## Assigned task
Copy the listing below line for line without changing any character, and leave the pictures out of your copy.

BEGIN Data for the task

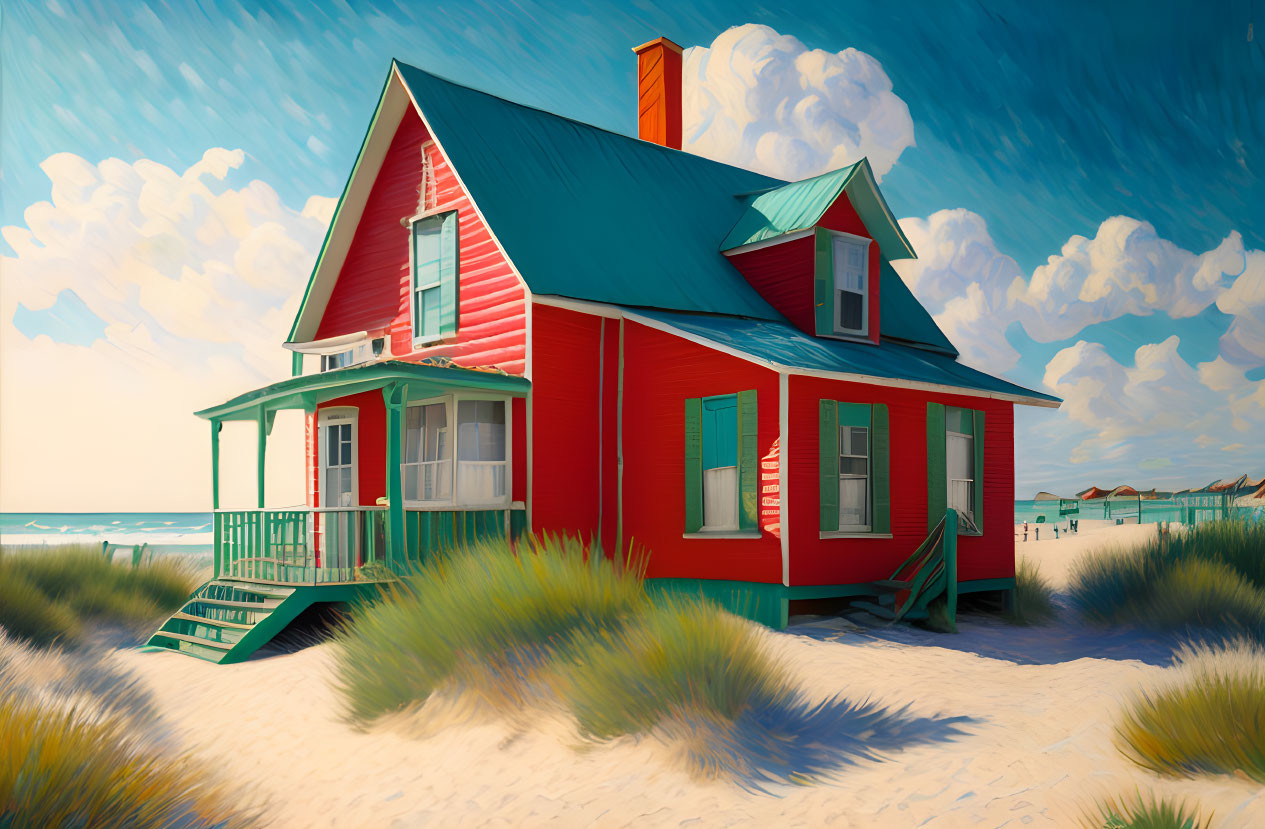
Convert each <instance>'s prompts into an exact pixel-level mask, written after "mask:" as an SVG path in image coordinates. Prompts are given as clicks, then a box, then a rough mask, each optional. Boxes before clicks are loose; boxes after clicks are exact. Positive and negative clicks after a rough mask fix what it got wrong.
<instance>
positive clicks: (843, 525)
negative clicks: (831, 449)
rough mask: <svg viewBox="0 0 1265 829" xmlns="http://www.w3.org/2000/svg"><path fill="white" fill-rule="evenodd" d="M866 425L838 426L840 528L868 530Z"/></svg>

END Data for the task

## Result for this exercise
Convert each <instance>'s prompts into an exact pixel-level mask, written after "mask:" as an SVG path in image coordinates. Prompts are given as clicks, then a box, then a rough mask, each optional. Boxes before clicks are loose; boxes after clicks are exact. Positive and negative clicks after a rough mask fix what it got wrong.
<instance>
positive clicks: (843, 525)
negative clicks: (831, 449)
rough mask: <svg viewBox="0 0 1265 829" xmlns="http://www.w3.org/2000/svg"><path fill="white" fill-rule="evenodd" d="M866 425L838 426L840 528L868 530Z"/></svg>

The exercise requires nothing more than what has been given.